*** Opening of EXERCISE MATERIALS ***

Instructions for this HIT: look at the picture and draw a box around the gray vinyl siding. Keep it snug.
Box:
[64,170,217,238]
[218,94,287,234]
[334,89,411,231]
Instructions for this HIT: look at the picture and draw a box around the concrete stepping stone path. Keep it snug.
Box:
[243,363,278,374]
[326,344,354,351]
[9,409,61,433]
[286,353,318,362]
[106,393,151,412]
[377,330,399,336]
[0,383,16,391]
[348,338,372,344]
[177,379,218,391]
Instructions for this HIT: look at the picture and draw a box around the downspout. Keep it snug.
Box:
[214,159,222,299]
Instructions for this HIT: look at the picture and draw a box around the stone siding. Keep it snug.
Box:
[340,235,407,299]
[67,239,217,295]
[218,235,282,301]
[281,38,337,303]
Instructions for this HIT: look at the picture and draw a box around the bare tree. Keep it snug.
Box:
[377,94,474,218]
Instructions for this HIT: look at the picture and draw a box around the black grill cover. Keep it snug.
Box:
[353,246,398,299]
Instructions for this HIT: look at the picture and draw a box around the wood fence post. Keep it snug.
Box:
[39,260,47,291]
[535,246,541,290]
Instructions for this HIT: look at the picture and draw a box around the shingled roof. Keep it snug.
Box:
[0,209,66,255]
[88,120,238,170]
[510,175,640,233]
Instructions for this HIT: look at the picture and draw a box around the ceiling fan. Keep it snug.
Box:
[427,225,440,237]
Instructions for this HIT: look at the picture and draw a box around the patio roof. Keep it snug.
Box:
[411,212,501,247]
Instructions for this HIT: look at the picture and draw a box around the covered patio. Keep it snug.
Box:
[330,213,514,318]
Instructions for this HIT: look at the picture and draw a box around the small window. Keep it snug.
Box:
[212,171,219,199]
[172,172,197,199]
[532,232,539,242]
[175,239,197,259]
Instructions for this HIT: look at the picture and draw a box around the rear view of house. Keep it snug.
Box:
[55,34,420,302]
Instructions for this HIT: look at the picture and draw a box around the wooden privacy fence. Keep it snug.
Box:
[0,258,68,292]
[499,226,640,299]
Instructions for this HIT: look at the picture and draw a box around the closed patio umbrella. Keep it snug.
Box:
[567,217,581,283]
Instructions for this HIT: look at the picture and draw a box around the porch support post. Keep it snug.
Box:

*** Close of EXERCISE MATERIALS ***

** EXERCISE DETAILS **
Only lines holding the word "siding" are wanted, so copy each of them from the records above.

** SOLUTION **
Instructions for this HIT: look at the picture and draw a box around the gray vinyl siding. Keep it snug.
Instructions for this HIT: look at the picture and draw a box around the stone siding. Keep it snug.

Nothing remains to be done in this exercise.